TEXT EXTRACT:
The city has many ties to the entertainment industry. The Cerritos Center for the Performing Arts opened in 1993 with “Old Blue Eyes” singing four consecutive dates. Cerritos is also the birthplace of Morris Chesnut and the hometown of Roger Lodge. Until Tomorrow Comes, Coneheads, She’s All That and Eli’s Liquor Store were all mostly or entirely filmed there, as was Thunder’s “Boys Like Girls” music video and the short film The First Time.

Commerce

Straight out of Commerce. In the northwest corner of Southeast Los Angeles, with the Eastside to the north and South Central to the west, the city of Commerce is often called “City of Commerce” and it is indeed where it takes place, if the “it” in question is… commerce. In 1887, when the Atchison, Topeka & Santa Fe Railway built its main line through the area, the area quickly became industrialized. In the late 1940s, industrial figures, along with residents of Bandini, Rosewood and Bell Gardens, gave the city its name to encourage commerce. It became a city in 1960 to avoid annexation by Los Angeles or Vernon. Whereas many of the Gateway Cities suffered heavily during the deindustrialization of the next two decades, Commerce remains oriented around manufacture and retail.

The aforementioned outlet mall is the city’s recognizable feature. It was built in 1929 to resemble the palace of Assyrian ruler Šarru-kên II (Sargon II) as the new home for Adolph Schleicher‘s Samson Tire & Rubber Company. Given Hollywood’s vague notions about accuracy, it was featured in Ben-Hur.

To the south is the rather less impressive, castle-like Shoe City. The various duchies of Commerce are currently ruled by the court of current Miss Commerce, Leilani Davis. 1975’s made-for-TV youth/crime Susan Dey vehicle Cage Without a Key was also filmed there.

Cudahy

Cudahy holds the distinction of being the second smallest city in Los Angeles County. Its name is taken from meat baron Michael Cudahy, who also lent his name to a suburb of Milwaukee. Cudahy sold railroad lots along the LA River to mostly Midwestern and Southern immigrants who moved to the town in substantial numbers beginning in the 1910s. In the 1920s, the library was still operated out of a private home and records show that the most popular subjects involved gardening and poultry. In fact, the city retained a very rural character into the 1950s when people still rode around town on horseback. It was in 1960, when it was incorporated, that it began to rapidly develop. As small as it is, it shouldn’t be much of a surprise that not much happens there and the entertainment industry is no exception.

Downey

Downey (aka D-Town) was founded by and named after California’s first foreign-born governor, an Irishman, John Gately Downey. Following the establishment of a train stop in 1873, farmers dominated the area growing fruit, grains and castor beans until the 1940s, when it became a suburb organized around Lakewood and Firestone.

ROWS:
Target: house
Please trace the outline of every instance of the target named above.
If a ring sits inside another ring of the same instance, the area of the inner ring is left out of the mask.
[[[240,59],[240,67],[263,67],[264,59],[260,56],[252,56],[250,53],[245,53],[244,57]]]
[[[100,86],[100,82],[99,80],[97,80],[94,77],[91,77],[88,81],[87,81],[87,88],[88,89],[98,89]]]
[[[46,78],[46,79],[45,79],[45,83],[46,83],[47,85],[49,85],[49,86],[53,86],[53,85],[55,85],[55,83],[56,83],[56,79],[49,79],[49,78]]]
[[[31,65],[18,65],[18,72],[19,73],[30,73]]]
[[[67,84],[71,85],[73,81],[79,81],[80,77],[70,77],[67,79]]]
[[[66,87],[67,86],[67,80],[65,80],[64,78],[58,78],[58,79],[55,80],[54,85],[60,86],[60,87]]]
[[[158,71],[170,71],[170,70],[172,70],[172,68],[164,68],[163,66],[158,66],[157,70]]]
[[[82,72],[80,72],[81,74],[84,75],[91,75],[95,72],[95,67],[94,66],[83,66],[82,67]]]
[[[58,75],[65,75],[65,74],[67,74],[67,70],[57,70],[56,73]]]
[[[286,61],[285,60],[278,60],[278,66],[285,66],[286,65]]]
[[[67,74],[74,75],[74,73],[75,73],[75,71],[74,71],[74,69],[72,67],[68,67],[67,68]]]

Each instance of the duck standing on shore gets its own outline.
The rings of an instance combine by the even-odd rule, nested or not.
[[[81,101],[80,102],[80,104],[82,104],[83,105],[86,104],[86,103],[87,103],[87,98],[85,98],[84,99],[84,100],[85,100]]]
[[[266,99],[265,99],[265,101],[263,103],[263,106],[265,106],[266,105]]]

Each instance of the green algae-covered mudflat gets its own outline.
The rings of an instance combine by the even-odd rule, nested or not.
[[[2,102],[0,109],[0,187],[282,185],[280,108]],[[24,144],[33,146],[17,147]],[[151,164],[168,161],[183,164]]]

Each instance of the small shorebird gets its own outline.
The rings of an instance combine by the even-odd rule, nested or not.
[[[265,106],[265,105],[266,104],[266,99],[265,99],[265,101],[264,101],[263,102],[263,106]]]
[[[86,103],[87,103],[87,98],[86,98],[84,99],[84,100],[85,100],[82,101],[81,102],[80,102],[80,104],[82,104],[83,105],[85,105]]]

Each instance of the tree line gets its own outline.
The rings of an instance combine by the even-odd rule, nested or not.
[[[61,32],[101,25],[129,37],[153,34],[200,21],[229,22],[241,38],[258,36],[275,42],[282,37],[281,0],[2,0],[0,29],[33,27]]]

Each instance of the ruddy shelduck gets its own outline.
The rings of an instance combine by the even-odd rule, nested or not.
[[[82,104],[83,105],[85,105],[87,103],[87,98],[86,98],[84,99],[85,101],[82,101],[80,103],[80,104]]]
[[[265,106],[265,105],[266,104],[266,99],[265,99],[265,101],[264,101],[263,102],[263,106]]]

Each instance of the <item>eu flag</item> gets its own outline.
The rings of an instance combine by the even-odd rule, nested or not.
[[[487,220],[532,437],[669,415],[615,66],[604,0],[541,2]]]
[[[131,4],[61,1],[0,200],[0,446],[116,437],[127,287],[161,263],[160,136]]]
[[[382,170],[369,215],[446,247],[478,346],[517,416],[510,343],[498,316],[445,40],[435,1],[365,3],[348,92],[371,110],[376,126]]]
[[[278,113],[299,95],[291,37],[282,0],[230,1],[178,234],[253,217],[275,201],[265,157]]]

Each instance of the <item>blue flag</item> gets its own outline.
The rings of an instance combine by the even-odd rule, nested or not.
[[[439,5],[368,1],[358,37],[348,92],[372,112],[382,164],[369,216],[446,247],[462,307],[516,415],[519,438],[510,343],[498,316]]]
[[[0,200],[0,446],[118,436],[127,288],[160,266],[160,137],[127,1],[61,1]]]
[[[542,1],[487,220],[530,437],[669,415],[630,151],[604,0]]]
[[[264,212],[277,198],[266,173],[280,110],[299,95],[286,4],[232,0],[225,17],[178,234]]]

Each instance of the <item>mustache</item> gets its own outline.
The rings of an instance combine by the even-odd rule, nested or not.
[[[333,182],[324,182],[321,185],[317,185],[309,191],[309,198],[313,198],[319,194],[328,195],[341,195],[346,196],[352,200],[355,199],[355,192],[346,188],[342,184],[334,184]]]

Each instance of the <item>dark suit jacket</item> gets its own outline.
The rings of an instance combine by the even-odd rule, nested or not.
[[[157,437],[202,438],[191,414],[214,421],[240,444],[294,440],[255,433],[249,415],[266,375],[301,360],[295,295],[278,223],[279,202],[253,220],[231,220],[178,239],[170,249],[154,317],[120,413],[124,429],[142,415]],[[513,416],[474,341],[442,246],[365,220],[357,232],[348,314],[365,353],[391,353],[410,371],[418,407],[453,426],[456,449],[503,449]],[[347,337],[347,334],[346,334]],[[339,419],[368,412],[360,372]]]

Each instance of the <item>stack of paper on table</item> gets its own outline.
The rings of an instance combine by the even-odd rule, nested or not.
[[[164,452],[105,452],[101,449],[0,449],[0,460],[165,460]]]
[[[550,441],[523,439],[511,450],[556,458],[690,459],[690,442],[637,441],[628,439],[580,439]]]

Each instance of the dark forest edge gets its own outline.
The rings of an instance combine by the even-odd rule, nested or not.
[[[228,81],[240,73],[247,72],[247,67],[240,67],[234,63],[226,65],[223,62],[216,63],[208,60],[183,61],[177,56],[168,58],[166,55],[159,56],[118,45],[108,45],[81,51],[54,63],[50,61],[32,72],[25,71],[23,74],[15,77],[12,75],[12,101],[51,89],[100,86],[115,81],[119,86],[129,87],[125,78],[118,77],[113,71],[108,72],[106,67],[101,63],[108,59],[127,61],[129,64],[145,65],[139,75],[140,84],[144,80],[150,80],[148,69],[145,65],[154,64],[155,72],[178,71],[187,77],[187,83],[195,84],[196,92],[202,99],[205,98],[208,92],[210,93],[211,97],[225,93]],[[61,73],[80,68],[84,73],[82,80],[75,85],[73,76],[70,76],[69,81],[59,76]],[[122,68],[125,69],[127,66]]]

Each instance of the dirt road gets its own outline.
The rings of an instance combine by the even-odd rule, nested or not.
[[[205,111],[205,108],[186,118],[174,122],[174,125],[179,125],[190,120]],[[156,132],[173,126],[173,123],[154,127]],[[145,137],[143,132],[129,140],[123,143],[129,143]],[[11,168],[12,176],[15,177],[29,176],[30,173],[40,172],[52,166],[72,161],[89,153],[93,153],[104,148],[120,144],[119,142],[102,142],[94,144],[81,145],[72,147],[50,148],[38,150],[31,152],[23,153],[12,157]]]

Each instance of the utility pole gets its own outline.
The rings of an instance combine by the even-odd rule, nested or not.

EXERCISE 1:
Reproduce word for word the passage of the text on Los Angeles County cities between "To the south" and "also filmed there.", inclusive.
EXERCISE 2:
Answer these questions from the text on Los Angeles County cities:
(a) In what year did the Cerritos Center for the Performing Arts open?
(b) Why did Commerce become a city in 1960?
(c) From whom does Cudahy take its name?
EXERCISE 3:
Extend the text on Los Angeles County cities past its final sentence.

OUTPUT 1:
To the south is the rather less impressive, castle-like Shoe City. The various duchies of Commerce are currently ruled by the court of current Miss Commerce, Leilani Davis. 1975’s made-for-TV youth/crime Susan Dey vehicle Cage Without a Key was also filmed there.

OUTPUT 2:
(a) 1993
(b) To avoid annexation by Los Angeles or Vernon.
(c) Meat baron Michael Cudahy.

OUTPUT 3:
Now, in keeping with its roots in the food industry, Downey holds several lofty distinctions in the storied history of fast food. The McDonalds at Lakewood and Florence opened in 1953 and is the oldest operating example of the chain currently operating. The first Taco Bell opened in Downey in 1962 (at 7112 Firestone Boulevard — it’s now Sea Food & Tacos Raul). In 1958, Harvey’s Broiler (later Johnie’s) was built in the googie/populuxe style. When the owners began illegally demolishing the historical property, citizens intervened and the remaining parts of the structure were incorporated into a Bob’s Big Boy. In addition to its many chain restaurants and donut shops, Downey also is home to the Civic Light Opera, Downey Theater, Downey History Center, Downey Museum of Art and the Rives Mansion.

Downey has several important musical connections. Downey has its own symphony. Most famously, the Carpenters moved there from Connecticut in 1963. Wenzel’s Music Town opened in 1958, specializing in car stereos serving the then-burgeoning car culture. It was there that Downey Records and its subsidiary, Carmax Records, were born. The Pastel Six, the Rumblers and, most successfully, the Chantays all recorded for the label. In later music history, roots rock act The Blasters formed there in 1979. Metallica’s James Hetfield was born there. It’s also currently home to the eclectic live music venue the Anarchy Library. In films, Downey was featured prominently in Pineapple Express, whose director David Gordon Green chose it, in part, to avoid LA’s cliché filming locations and for its suitable unrecognizability and lack of palm trees.

Hawaiian Gardens

Part of LA County’s old Dairyland, Hawaiian Gardens (inevitably nicknamed “Hawaiian Garbage”) derives its improbable name from a prohibition-defying “refreshment stand” decorated with in tropical style near Carson and Norwalk. Located in an area known as “the Delta,” with the end of prohibition, the area didn’t have much draw and is now the county’s smallest city. Even today, Hawaiian Gardens prides itself on its tightknit vibe and is famous for having the highest rate of gang associates and injunctees in the county.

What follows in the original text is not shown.